QUOTED PASSAGE ▸
•••••
Just weeks before the “delivery” described here, the head of Okinawa’s Defense Bureau, the local section of the national Ministry of Defense, had to resign over his statement explicitly comparing the delivery of the EIS to rape. When about to commit rape, he said, you do not announce it to your victim in advance. The Government of Japan might have submitted to pressure to replace him in his post, but in the way it went about delivery of the crucial EIS in December, it showed the mentality of the rapist: violent, contemptuous of its victim, and moved by shame to commit its deed at the darkest hour of the night, when witnesses could least be expected.

A Korean Spring?

As Christine Ahn of the Korea Policy Institute writes in Foreign Policy In Focus, there are interesting and hopeful changes taking place in the Korean peninsula. Many in the west are speculating about what will happen in the aftermath of the death of North Korean leader Kim Jong Il.  But the transition to new leadership has been rather smooth and quite.   While it remains to be seen how Kim Jong Ilʻs son and successor Kim Jong Un will lead the country, Ahn reminds us that:

What happens in North Korea, however, is also clearly influenced by what happens in Seoul, and the winds of change are blowing strong south of the Demilitarized Zone where grassroots movements are challenging the country’s retrograde neo-Cold War leadership. After four long years under President Lee Myung Bak’s repressive and hard-line policies, 2011 marked the revival of democracy in South Korea thanks to three particularly inspiring developments for peace, economic justice, and anti-corruption.

These hopeful developments include the powerful anti-base struggle in Jeju island, militant labor and economic justice struggles and a growing public outcry against government corruption that has the potential to dramatically change the course of South Korea for the better.

She also reports on recent positive developments regarding Jeju:

Good news finally arrived on December 30 when the National Assembly cut 96 percent of the 2012 budget for the naval base. According to Gangjeong activist Sung-Hee Choi, “such a tremendous defense budget cut is unprecedented in the history of the Republic of Korea.” Although this cut heralds a major victory for Gangjeong villagers, Choi cautions that nearly 75 percent of the 2011 budget of 151.6 billion won was not used due to the delay in construction, which the Navy will likely use for 2012 and to justify more funding for 2013.

 

Hawaiʻi Supreme Court Invalidates Electoral Reaportionment Plan

Big Island Video News reports:

After a day of oral arguments, the Hawaii Supreme Court has found the 2011 Final Reapportionment Plan to be constitutionally invalid.

The Order Granting Petition for Writ of Mandamus and Judicial Review states:

IT IS HEREBY ORDERED that the petition for a writ of mandamus and judicial review is granted. The 2011 Final Reapportionment Plan for the state legislature is hereby invalidated. The 2011 State of Hawaii Reapportionment Commission shall prepare and file a new reapportionment plan that: (1) allocates the members of the state legislature among the basic island units by using a permanent resident population base, and then (2) apportions the members among the districts therein as provided by article IV, section 6. The Chief Election Officer shall rescind the publication of the 2011 Final Reapportionment Plan for the state legislature. An opinion will follow.
•••••
DATA EXCERPTS ▸
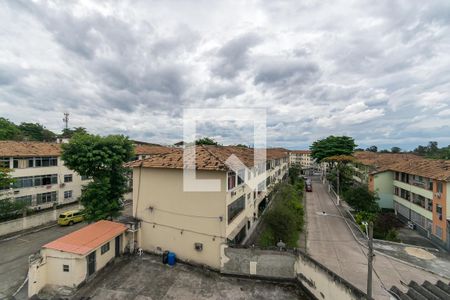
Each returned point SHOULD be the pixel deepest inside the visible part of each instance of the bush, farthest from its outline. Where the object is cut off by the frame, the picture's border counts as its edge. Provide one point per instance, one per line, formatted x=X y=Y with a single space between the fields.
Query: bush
x=392 y=235
x=285 y=220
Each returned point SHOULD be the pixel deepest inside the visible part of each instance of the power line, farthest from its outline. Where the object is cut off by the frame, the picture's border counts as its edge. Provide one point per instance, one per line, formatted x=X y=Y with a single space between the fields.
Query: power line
x=183 y=229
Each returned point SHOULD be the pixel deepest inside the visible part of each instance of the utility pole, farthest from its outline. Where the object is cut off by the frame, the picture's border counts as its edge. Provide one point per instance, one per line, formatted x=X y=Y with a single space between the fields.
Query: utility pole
x=66 y=120
x=338 y=188
x=370 y=261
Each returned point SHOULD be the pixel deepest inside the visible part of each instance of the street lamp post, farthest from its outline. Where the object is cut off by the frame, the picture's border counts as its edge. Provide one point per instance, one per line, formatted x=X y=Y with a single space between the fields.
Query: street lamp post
x=369 y=230
x=370 y=261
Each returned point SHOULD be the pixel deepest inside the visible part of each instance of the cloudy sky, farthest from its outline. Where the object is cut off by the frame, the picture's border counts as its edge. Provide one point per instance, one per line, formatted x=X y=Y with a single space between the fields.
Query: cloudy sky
x=375 y=70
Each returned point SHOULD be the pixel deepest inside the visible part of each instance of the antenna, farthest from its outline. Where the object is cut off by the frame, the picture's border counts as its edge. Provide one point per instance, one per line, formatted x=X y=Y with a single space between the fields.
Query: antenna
x=66 y=120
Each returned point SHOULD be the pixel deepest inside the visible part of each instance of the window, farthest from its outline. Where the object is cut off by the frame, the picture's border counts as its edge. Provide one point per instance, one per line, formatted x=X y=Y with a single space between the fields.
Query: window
x=23 y=182
x=24 y=199
x=241 y=176
x=45 y=161
x=231 y=180
x=67 y=194
x=46 y=197
x=4 y=162
x=235 y=208
x=439 y=211
x=68 y=178
x=105 y=248
x=439 y=232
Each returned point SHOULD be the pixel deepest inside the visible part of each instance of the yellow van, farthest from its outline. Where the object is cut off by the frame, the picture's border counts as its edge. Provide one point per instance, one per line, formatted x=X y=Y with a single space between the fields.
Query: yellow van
x=70 y=217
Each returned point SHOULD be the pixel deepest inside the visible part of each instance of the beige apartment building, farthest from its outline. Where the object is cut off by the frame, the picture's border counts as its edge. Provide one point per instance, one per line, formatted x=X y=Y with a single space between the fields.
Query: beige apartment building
x=195 y=224
x=416 y=188
x=41 y=179
x=74 y=258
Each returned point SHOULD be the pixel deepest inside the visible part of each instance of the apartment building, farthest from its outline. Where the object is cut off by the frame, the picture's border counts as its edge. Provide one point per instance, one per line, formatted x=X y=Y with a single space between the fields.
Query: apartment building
x=420 y=195
x=41 y=179
x=194 y=224
x=302 y=158
x=414 y=187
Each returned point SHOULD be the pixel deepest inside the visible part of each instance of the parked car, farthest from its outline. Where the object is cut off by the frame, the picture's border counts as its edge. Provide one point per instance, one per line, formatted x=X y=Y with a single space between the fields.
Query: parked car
x=70 y=217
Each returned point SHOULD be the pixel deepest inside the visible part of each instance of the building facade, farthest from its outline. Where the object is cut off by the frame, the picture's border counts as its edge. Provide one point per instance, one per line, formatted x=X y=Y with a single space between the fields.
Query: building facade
x=41 y=179
x=415 y=188
x=194 y=224
x=76 y=257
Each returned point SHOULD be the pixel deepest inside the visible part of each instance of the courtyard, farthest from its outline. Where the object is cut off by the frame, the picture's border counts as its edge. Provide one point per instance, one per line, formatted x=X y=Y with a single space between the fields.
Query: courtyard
x=146 y=277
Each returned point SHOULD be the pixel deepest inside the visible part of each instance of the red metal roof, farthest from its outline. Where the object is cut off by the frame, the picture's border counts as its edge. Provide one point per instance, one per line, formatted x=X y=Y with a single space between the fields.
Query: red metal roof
x=88 y=238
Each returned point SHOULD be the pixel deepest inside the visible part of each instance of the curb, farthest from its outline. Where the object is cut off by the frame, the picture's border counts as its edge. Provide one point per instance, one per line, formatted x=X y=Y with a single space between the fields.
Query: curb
x=26 y=233
x=387 y=255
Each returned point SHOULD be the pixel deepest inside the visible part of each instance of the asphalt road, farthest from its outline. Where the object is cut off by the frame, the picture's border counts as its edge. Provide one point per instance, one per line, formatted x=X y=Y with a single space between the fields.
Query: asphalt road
•••••
WHAT YOU WILL DO ▸ Reproduce the news roundup word for word between "After a day" and "opinion will follow.", inclusive.

EXERCISE RESPONSE ▸
After a day of oral arguments, the Hawaii Supreme Court has found the 2011 Final Reapportionment Plan to be constitutionally invalid.

The Order Granting Petition for Writ of Mandamus and Judicial Review states:

IT IS HEREBY ORDERED that the petition for a writ of mandamus and judicial review is granted. The 2011 Final Reapportionment Plan for the state legislature is hereby invalidated. The 2011 State of Hawaii Reapportionment Commission shall prepare and file a new reapportionment plan that: (1) allocates the members of the state legislature among the basic island units by using a permanent resident population base, and then (2) apportions the members among the districts therein as provided by article IV, section 6. The Chief Election Officer shall rescind the publication of the 2011 Final Reapportionment Plan for the state legislature. An opinion will follow.